Task item A: In the Fukushima article, how many of the world's 450 reactors does Japan operate?
Task item B: According to the Fukushima article, why did Ishibashi Katsuhiko resign from the Japan Nuclear Safety Commission?
Task item C: Continue the Fukushima article from its final sentence.

Text excerpt:
He says that TEPCO went ahead regardless as it was cheaper and a Mark II improved vessel only came later. Of Fukushima's six reactors the four that are at risk all use the earlier, cheaper design. "Old power stations like Fukushima were not designed for Japanese earthquakes," says the retired nuclear engineer. "But these earthquakes shake Japan frequently and the design must pay attention to a big earthquake."

Mr Tanaka rejected official assurances that the crisis was easing and criticised the lack of official information on how they were attempting to cool the vessels. He said that whatever is said in pubic the government and TEPCO are haunted by a possible "China Syndrome" – the name given to a total meltdown where molten nuclear fuel burns its ways through the protective vessel and falls to the concrete floor of the reactor triggering a huge release of radioactive material.

Electricity has been reconnected at Fukushima's command centre after a desperate battle inside the exclusion zone to cool the overheated reactors and spent nuclear fuel. Two of the 200 workers who have been risking their lives inside were taken to hospital yesterday after officials said that contaminated water had seeped into their boots giving them "beta-ray burns".

When the scale of the nuclear crisis became clear, TEPCO was forced to admit to the International Atomic Energy Agency, the IAEA, that it had repeatedly missed safety checks over the last 10 years and had allowed uranium fuel rods to accumulate at the plant.

The admissions compounded revelations from diplomatic cables released by Wikileaks showing that the IAEA had warned that a strong earthquake would cause "serious problems" and that safety systems were out of date. A US embassy cable quoted an unnamed expert warning that Japan's "safety guides for seismic safety have only been revised three times in the last 35 years".

TEPCO's last president was forced to resign after company documents requested by the government were found to contain more than 200 mistakes.

Japan gets one-third of its power needs by operating 55 of the world's 450 reactors. Its nuclear industry was supposed to have been shaken out of its complacency by the Niigata earthquake that struck the Kashiwazaki-Kariwa plant in 2007.

On that occasion TEPCO initially failed to report the leak, then admitted it was 50 per cent bigger than originally announced. In the aftermath one of Japan's leading seismologists, Ishibashi Katsuhiko, who coined the term "genpaku shinsai", or nuclear disaster triggered by earthquake, called Japan's nuclear technocrats dangerously delusional. He later resigned from the Japan Nuclear Safety Commission saying that the new standards they were drafting were not "sufficient" as they only foresaw a magnitude 7 quake.

Study material:
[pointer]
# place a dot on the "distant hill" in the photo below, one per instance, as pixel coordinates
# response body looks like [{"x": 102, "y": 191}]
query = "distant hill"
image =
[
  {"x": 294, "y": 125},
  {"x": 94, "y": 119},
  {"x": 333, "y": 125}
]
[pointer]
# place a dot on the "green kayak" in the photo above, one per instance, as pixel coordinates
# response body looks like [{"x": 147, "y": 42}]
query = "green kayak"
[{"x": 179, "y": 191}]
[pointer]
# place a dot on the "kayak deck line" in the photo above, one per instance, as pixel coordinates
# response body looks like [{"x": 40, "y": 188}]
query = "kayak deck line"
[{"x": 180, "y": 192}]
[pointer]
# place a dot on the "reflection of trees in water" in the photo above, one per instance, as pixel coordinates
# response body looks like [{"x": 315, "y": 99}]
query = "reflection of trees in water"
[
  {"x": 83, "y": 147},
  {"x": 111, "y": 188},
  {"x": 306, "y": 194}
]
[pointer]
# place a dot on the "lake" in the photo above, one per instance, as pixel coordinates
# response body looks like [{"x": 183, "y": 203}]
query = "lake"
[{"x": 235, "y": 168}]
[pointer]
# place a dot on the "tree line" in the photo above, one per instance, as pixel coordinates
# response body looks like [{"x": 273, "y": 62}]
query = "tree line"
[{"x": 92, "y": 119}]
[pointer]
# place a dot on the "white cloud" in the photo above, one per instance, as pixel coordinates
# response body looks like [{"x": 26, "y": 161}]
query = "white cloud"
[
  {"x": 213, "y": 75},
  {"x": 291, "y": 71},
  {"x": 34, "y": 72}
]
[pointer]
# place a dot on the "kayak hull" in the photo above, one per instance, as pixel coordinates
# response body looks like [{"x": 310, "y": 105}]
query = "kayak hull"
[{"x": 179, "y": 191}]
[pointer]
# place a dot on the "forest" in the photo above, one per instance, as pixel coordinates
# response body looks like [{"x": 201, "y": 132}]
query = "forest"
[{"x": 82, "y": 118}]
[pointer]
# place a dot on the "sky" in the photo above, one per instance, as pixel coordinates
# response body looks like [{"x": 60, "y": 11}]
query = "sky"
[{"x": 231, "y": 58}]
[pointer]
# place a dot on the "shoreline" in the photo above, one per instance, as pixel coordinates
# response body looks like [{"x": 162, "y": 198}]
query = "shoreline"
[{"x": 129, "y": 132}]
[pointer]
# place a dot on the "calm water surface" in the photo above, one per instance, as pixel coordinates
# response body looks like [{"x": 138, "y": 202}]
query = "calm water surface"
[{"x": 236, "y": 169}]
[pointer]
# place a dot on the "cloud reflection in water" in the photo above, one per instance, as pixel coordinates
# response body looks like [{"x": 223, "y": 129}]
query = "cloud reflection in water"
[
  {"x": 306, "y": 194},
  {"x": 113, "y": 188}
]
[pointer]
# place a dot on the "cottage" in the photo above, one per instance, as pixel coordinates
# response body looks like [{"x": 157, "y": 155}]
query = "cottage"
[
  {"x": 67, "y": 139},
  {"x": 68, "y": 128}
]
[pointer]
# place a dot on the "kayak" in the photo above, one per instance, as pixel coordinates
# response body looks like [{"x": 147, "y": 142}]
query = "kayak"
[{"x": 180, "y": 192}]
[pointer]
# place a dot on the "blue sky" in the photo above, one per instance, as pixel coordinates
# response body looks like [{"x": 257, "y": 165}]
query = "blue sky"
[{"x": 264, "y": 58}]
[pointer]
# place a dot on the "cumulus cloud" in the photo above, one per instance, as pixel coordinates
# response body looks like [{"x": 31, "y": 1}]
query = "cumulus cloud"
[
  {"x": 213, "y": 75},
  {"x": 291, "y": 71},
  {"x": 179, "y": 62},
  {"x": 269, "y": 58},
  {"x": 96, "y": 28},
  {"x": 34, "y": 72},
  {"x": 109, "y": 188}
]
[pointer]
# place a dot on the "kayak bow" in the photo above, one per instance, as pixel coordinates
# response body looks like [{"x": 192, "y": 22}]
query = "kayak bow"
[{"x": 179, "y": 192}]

Reply A: Japan operates 55 of them.

Reply B: He resigned because he considered the new standards the commission was drafting insufficient. They only foresaw a magnitude 7 quake.

Reply C:
The Commission has remained silent since the big one struck on 11 March, says Taro Kono, an influential MP who says Japan's leading political parties are too cosy with the power utilities. "The commission has no idea what the hell is going on," he told The Independent. "Bureaucrats leave the government and go to TEPCO. The regulator and the regulated are the same people."

The power company doesn't have the ability to handle the crisis, he complains, which is making the fallout worse. Models designed to predict air pollution are being run, says Kono, but the results are not being released to the public.

Tokyo's Citizens' Nuclear Information Center, an independent watchdog, has been warning for years that the nuclear plants dotted along Japan's coast were vulnerable to a tsunami. "They say no one saw it coming but we've been telling them repeatedly," says Philip White, a spokesman for CNIC. "The government wanted more nuclear power and steamrollered anyone who got in its way. TEPCO and the government are not victims of anything other than their own stupidity and irresponsibility."

But Fukushima was not the "big one" that seismologists were waiting for. That is still due at Hamaoka, a nuclear plant 100 miles southwest of Tokyo where scientists say there is an 87 per cent chance of a magnitude 8 quake in the next 30 years. That's the one that keeps Mr Tanaka up at night: "The wind always blows west to east from there. The fallout would hit Tokyo directly in about six hours."